Go through the entries below and pick out every line with "wooden".

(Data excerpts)
════

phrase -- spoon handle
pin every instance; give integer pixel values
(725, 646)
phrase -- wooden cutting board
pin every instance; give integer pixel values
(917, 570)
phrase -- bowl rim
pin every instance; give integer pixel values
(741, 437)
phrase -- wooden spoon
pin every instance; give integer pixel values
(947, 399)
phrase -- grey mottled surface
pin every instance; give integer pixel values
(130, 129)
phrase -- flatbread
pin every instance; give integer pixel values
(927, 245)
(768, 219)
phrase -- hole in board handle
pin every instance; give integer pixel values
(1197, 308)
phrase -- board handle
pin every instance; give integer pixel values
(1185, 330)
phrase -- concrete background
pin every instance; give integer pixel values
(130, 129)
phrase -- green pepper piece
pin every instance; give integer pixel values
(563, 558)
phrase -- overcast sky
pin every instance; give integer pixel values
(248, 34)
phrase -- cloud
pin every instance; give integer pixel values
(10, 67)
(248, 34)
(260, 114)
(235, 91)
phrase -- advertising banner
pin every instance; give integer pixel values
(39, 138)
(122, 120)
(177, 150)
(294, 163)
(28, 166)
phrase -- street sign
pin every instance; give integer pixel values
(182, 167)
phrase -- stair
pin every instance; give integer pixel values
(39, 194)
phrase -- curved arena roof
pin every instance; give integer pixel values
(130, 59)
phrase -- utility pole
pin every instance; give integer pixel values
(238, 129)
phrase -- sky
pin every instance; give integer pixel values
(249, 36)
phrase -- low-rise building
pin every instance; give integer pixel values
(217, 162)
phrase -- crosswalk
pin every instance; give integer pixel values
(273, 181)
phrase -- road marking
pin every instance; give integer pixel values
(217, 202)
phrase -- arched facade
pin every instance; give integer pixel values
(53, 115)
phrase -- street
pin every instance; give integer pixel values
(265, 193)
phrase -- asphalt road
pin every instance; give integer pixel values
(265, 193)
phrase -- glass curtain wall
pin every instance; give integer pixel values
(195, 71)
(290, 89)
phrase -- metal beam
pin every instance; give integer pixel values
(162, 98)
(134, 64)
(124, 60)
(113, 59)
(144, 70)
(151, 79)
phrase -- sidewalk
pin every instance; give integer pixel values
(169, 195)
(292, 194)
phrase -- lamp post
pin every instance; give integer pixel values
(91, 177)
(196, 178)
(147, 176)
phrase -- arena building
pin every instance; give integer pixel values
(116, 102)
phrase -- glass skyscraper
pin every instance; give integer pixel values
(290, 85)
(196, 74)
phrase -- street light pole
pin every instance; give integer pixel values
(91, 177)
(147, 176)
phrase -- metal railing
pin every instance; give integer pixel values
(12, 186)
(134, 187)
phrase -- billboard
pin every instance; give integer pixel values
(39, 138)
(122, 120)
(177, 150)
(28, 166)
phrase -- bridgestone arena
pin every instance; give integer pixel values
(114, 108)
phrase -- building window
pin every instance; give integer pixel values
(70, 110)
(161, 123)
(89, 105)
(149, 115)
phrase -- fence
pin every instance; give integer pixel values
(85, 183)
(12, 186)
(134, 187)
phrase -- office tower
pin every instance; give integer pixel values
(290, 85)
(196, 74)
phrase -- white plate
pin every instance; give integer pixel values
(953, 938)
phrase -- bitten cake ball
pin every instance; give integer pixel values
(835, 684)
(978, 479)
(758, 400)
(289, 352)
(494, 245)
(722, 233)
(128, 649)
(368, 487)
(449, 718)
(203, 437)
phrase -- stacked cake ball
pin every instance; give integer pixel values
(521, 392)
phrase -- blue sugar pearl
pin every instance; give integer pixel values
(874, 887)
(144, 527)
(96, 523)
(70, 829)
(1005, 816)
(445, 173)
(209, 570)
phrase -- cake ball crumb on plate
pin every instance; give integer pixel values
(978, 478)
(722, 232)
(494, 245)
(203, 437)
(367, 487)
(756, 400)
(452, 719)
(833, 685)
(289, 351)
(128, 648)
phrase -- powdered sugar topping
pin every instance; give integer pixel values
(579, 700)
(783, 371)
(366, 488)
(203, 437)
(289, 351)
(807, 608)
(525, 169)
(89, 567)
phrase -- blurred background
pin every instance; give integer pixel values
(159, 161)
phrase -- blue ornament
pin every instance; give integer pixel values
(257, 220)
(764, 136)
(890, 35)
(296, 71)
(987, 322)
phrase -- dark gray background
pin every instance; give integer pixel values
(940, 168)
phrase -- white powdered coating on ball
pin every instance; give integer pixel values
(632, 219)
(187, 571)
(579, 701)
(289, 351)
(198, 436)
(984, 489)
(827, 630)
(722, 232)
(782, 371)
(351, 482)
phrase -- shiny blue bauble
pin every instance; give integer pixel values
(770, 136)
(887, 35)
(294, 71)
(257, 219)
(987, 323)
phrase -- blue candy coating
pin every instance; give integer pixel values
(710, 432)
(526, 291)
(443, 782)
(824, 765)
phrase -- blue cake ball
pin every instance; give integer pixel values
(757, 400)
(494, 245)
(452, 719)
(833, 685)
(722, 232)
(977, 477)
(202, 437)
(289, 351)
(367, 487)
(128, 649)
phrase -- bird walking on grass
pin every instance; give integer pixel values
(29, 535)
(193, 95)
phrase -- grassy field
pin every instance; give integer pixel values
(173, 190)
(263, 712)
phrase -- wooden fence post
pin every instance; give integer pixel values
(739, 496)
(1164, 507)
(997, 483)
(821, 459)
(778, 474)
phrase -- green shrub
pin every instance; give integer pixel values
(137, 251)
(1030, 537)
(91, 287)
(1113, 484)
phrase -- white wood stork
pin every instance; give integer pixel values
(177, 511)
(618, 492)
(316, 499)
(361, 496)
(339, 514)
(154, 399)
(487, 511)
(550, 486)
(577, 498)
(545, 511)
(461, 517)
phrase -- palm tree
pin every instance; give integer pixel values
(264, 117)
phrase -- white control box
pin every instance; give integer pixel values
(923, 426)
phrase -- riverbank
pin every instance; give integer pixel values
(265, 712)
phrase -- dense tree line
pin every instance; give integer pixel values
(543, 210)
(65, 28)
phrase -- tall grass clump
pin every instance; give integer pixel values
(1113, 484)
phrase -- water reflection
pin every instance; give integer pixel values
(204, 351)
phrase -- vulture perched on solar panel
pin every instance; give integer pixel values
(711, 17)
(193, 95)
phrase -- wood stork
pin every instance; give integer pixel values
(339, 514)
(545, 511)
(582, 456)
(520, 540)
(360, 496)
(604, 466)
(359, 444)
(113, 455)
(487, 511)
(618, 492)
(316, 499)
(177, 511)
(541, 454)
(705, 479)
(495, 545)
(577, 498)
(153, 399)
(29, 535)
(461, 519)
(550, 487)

════

PROBLEM SOLUTION —
phrase -- wooden cutting board
phrase -- wooden spoon
phrase -- wooden fence post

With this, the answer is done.